[Saved data entries]
BEGIN
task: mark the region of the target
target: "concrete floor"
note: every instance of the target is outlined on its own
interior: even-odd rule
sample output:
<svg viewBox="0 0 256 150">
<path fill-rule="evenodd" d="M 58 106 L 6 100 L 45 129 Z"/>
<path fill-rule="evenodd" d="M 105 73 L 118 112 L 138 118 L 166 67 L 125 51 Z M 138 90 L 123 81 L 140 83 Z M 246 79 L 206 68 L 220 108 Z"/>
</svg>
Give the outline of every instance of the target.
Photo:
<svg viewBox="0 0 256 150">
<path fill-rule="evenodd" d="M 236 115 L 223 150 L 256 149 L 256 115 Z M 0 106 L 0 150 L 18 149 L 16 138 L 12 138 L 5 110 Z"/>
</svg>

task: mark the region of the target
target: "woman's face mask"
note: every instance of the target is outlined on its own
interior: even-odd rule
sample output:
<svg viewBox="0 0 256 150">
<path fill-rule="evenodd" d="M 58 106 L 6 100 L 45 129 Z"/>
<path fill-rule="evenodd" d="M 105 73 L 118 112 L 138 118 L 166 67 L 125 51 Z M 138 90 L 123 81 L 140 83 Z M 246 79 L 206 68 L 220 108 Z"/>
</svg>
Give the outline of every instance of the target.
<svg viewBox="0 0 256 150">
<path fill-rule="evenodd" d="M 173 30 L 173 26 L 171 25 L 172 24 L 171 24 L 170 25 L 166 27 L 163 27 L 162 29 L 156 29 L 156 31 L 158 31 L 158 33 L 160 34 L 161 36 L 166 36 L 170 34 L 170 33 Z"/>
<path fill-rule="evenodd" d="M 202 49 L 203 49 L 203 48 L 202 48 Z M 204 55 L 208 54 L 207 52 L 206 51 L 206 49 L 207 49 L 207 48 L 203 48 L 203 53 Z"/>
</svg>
END
# [EXERCISE BRIEF]
Please show every line of the data above that contains the string "evenodd", treating uppercase and lowercase as different.

# [EXERCISE RESULT]
<path fill-rule="evenodd" d="M 58 106 L 6 100 L 45 129 Z"/>
<path fill-rule="evenodd" d="M 105 73 L 118 112 L 138 118 L 166 67 L 125 51 Z M 138 90 L 123 81 L 140 83 Z M 246 79 L 206 68 L 220 108 Z"/>
<path fill-rule="evenodd" d="M 236 115 L 223 150 L 256 149 L 256 115 Z M 0 106 L 0 150 L 18 149 L 16 138 L 12 138 L 5 110 Z"/>
<path fill-rule="evenodd" d="M 58 106 L 6 100 L 45 129 Z"/>
<path fill-rule="evenodd" d="M 105 73 L 118 112 L 138 118 L 166 67 L 125 51 Z M 138 90 L 123 81 L 140 83 Z M 246 79 L 206 68 L 220 108 Z"/>
<path fill-rule="evenodd" d="M 173 30 L 173 26 L 171 25 L 172 24 L 171 24 L 170 25 L 166 27 L 163 27 L 162 29 L 156 29 L 156 31 L 158 31 L 158 33 L 160 34 L 161 36 L 166 36 L 170 34 L 170 33 Z"/>
<path fill-rule="evenodd" d="M 202 49 L 203 49 L 203 48 L 202 48 Z M 204 55 L 208 54 L 207 52 L 206 51 L 206 49 L 207 49 L 207 48 L 203 48 L 203 53 Z"/>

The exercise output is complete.